### Written request
Switch every occurrence of "every instance" in the material below to "all instances", and reproduce everything else unchanged.

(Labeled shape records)
━━━━━━━━

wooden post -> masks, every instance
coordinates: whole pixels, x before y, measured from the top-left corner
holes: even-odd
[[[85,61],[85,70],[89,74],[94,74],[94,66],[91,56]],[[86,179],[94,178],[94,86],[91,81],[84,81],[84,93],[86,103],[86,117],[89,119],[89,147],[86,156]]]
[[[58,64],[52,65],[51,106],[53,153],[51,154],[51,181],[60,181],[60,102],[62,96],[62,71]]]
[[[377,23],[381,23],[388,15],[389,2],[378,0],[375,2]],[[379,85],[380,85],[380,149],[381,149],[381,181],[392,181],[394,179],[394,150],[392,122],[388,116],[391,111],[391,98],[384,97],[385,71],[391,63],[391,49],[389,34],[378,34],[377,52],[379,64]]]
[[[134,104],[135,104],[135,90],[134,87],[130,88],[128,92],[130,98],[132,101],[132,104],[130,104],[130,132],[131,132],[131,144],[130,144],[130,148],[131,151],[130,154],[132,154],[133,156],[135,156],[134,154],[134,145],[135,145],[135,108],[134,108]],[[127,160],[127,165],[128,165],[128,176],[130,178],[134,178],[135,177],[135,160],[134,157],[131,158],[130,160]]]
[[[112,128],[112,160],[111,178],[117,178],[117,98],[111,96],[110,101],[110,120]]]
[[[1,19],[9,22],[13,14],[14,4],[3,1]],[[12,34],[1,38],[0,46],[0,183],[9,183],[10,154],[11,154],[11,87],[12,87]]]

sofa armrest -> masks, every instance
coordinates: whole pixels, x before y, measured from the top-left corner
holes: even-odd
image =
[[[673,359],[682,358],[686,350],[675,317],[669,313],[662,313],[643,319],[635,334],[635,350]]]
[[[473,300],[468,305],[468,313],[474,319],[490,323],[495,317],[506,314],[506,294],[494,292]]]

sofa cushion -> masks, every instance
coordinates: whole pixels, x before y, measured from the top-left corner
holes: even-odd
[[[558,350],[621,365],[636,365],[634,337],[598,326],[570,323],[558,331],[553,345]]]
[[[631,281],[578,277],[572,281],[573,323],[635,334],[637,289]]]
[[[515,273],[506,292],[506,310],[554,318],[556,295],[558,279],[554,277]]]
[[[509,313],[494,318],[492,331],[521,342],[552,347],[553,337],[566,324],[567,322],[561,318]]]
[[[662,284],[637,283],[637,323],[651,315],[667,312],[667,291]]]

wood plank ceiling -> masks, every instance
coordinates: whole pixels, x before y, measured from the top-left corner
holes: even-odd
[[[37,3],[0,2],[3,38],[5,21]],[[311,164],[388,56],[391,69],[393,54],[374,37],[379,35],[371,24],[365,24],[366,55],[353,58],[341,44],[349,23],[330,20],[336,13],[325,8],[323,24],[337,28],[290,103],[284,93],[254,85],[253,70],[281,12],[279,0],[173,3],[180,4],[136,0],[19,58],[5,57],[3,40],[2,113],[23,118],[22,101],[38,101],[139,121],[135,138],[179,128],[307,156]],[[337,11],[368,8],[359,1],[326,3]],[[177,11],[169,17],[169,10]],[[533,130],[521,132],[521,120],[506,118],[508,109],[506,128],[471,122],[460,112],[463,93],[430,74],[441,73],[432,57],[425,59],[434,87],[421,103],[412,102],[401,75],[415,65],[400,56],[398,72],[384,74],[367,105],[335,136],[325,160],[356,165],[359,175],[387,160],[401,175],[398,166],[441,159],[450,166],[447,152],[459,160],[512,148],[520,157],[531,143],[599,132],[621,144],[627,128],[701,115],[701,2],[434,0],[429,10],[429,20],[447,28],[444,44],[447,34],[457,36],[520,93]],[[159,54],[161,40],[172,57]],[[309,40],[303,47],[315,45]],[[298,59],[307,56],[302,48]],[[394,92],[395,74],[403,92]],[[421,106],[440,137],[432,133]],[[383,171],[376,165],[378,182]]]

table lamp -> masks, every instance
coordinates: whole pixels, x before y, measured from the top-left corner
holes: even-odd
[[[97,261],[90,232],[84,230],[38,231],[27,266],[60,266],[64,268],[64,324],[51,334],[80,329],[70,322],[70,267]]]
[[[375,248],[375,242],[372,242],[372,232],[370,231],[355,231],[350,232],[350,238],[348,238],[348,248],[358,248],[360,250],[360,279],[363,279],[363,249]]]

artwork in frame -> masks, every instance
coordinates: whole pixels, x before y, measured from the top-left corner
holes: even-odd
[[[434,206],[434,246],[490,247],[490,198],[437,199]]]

━━━━━━━━

### Complete response
wooden post -> masks, all instances
coordinates: whole pixels, x before y, measured from the top-left corner
holes: even-odd
[[[85,61],[85,70],[89,74],[94,74],[94,66],[91,56]],[[86,179],[94,178],[94,86],[91,81],[84,81],[84,93],[86,103],[86,117],[89,119],[89,147],[86,156]]]
[[[58,64],[52,65],[51,106],[53,153],[51,154],[51,181],[60,181],[60,102],[62,96],[62,71]]]
[[[377,23],[381,23],[388,15],[389,2],[378,0],[375,2]],[[379,85],[380,85],[380,149],[381,149],[381,181],[392,181],[394,179],[394,150],[392,122],[388,116],[391,111],[391,98],[384,97],[385,71],[391,63],[391,49],[389,34],[378,34],[377,52],[379,64]]]
[[[134,104],[135,104],[135,90],[134,87],[130,88],[128,92],[130,98],[132,101],[132,104],[130,104],[130,132],[131,132],[131,144],[130,144],[130,148],[131,151],[130,154],[132,154],[133,156],[135,156],[134,154],[134,145],[135,145],[135,108],[134,108]],[[127,160],[127,165],[128,165],[128,176],[130,178],[134,178],[135,177],[135,160],[134,157],[131,158],[130,160]]]
[[[112,128],[112,160],[111,178],[117,178],[117,98],[111,96],[110,101],[110,120]]]
[[[1,19],[9,22],[13,14],[14,4],[3,1]],[[12,34],[1,38],[0,46],[0,183],[9,183],[10,154],[11,154],[11,87],[12,87]]]

sofa armrest -> masks, all instances
coordinates: whole pixels, x before y, measured from the top-left corner
holes: even-odd
image =
[[[673,359],[682,358],[686,350],[675,317],[669,313],[662,313],[643,319],[635,334],[635,350]]]
[[[473,300],[468,305],[468,313],[474,319],[490,323],[495,317],[506,314],[506,294],[494,292]]]

sofa cushion -> masks, all instances
coordinates: whole pixels, x before y, measured from the top-left corner
holes: even-odd
[[[558,350],[621,365],[636,365],[634,337],[598,326],[570,323],[558,331],[553,345]]]
[[[631,281],[578,277],[572,281],[573,323],[635,334],[637,289]]]
[[[515,273],[506,292],[506,310],[554,318],[556,295],[558,279],[554,277]]]
[[[509,313],[494,318],[492,331],[521,342],[552,347],[553,337],[566,324],[567,322],[561,318]]]
[[[662,284],[637,283],[637,323],[651,315],[667,312],[667,291]]]

wood plank ceiling -> masks, all instances
coordinates: whole pixels, x before y, measured from the top-left corner
holes: even-odd
[[[37,3],[0,2],[3,38],[5,21]],[[311,164],[388,56],[391,69],[393,54],[374,37],[379,35],[371,24],[365,24],[366,55],[353,58],[341,44],[349,23],[330,20],[336,13],[325,8],[323,24],[337,28],[290,103],[284,93],[254,85],[253,70],[281,12],[279,0],[173,3],[180,4],[136,0],[19,58],[5,57],[3,40],[2,113],[23,118],[22,101],[38,101],[139,121],[135,138],[179,128],[307,156]],[[337,11],[368,8],[359,1],[326,3]],[[177,11],[169,17],[169,10]],[[533,130],[521,132],[521,120],[506,118],[508,109],[506,128],[471,122],[460,112],[463,93],[430,74],[441,73],[432,57],[425,59],[434,87],[421,103],[412,102],[401,75],[415,65],[400,56],[398,72],[384,74],[367,105],[335,136],[325,160],[356,165],[359,175],[387,160],[401,175],[398,166],[441,159],[450,166],[447,152],[459,160],[512,148],[520,157],[531,143],[599,132],[621,144],[627,128],[701,115],[701,2],[434,0],[429,10],[429,20],[447,28],[444,44],[447,34],[457,36],[520,93]],[[159,54],[161,40],[172,57]],[[309,40],[303,47],[315,45]],[[298,59],[307,56],[302,48]],[[394,92],[395,74],[403,92]],[[421,106],[440,137],[432,133]],[[383,171],[376,165],[378,182]]]

table lamp -> masks, all instances
coordinates: whole pixels, x before y, measured from the top-left corner
holes: even-odd
[[[97,261],[90,232],[84,230],[38,231],[27,266],[60,266],[64,268],[64,324],[51,334],[80,329],[70,322],[70,267]]]
[[[375,248],[375,242],[372,242],[372,232],[370,231],[355,231],[350,232],[350,238],[348,238],[348,248],[358,248],[360,250],[360,279],[363,279],[363,249]]]

artwork in frame -> masks, all instances
coordinates: whole pixels, x before y, measured from the top-left corner
holes: even-odd
[[[434,206],[434,246],[490,247],[490,198],[437,199]]]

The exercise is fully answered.